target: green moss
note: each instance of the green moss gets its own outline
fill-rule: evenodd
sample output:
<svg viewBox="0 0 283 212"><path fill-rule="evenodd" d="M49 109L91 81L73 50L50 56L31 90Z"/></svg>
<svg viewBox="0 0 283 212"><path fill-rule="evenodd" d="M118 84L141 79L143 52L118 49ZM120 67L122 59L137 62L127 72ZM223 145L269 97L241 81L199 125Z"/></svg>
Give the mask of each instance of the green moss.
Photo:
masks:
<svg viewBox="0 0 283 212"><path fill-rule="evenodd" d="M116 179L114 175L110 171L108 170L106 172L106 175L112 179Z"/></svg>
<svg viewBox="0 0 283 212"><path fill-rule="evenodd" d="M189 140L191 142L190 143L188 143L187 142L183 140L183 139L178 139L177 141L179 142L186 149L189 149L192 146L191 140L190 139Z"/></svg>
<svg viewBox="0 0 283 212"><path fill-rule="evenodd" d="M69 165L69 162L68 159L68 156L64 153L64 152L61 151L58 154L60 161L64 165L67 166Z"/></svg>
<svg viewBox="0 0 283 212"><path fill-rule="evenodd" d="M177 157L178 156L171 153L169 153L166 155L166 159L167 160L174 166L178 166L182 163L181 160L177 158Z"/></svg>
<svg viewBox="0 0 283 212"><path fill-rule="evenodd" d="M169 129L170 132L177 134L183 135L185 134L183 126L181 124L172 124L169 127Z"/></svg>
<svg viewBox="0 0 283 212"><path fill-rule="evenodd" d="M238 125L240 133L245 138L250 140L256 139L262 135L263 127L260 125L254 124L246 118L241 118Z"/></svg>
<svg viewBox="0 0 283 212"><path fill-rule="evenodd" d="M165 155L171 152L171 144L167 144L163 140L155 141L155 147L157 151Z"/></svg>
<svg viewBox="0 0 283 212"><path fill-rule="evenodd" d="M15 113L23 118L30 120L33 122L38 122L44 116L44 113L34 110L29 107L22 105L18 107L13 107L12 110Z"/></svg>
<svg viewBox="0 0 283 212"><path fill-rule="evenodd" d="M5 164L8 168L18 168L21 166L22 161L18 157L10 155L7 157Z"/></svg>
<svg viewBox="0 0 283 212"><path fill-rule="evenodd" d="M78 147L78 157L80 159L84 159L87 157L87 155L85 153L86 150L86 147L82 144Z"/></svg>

SET TASK: Please express the data above as a Markdown table with the columns "Number" and "Data line," giving each line its own numbered row and leaving out blank lines.

ANSWER TO THE EXERCISE:
| Number | Data line |
|---|---|
| 1 | target: green moss |
| 2 | note: each instance of the green moss gets its own outline |
| 3 | fill-rule: evenodd |
| 4 | sample output: |
| 5 | <svg viewBox="0 0 283 212"><path fill-rule="evenodd" d="M49 109L91 81L73 50L50 56L31 90Z"/></svg> |
| 6 | <svg viewBox="0 0 283 212"><path fill-rule="evenodd" d="M118 84L141 79L143 52L118 49ZM120 67L122 59L137 62L127 72ZM223 145L269 97L241 81L199 125Z"/></svg> |
| 7 | Give the mask of each instance of the green moss. |
| 8 | Photo: |
| 9 | masks: |
| 10 | <svg viewBox="0 0 283 212"><path fill-rule="evenodd" d="M116 179L114 175L110 171L108 170L106 172L106 175L112 179Z"/></svg> |
| 11 | <svg viewBox="0 0 283 212"><path fill-rule="evenodd" d="M189 140L191 142L190 143L188 143L187 142L183 140L183 139L178 139L177 141L179 142L186 149L189 149L192 146L191 140L190 139Z"/></svg> |
| 12 | <svg viewBox="0 0 283 212"><path fill-rule="evenodd" d="M69 165L69 162L68 159L68 156L64 153L64 152L61 151L58 154L60 161L64 165L67 166Z"/></svg> |
| 13 | <svg viewBox="0 0 283 212"><path fill-rule="evenodd" d="M177 157L178 156L171 153L169 153L166 155L166 159L167 160L174 166L178 166L182 163L181 160L177 158Z"/></svg> |
| 14 | <svg viewBox="0 0 283 212"><path fill-rule="evenodd" d="M169 129L170 132L177 134L183 135L185 134L183 126L181 124L172 124L169 127Z"/></svg> |
| 15 | <svg viewBox="0 0 283 212"><path fill-rule="evenodd" d="M238 125L240 133L245 138L250 140L256 139L262 135L263 127L260 125L254 124L246 118L241 118Z"/></svg> |
| 16 | <svg viewBox="0 0 283 212"><path fill-rule="evenodd" d="M165 155L171 152L171 144L167 144L163 140L155 141L155 147L157 151Z"/></svg> |
| 17 | <svg viewBox="0 0 283 212"><path fill-rule="evenodd" d="M15 113L23 118L30 120L33 122L38 122L44 116L44 113L34 110L29 107L22 105L18 107L13 107L12 110Z"/></svg> |
| 18 | <svg viewBox="0 0 283 212"><path fill-rule="evenodd" d="M5 164L8 168L18 168L21 166L22 161L18 157L10 155L7 157Z"/></svg> |
| 19 | <svg viewBox="0 0 283 212"><path fill-rule="evenodd" d="M78 147L78 157L80 159L84 159L87 157L87 155L85 153L86 150L86 147L82 144Z"/></svg> |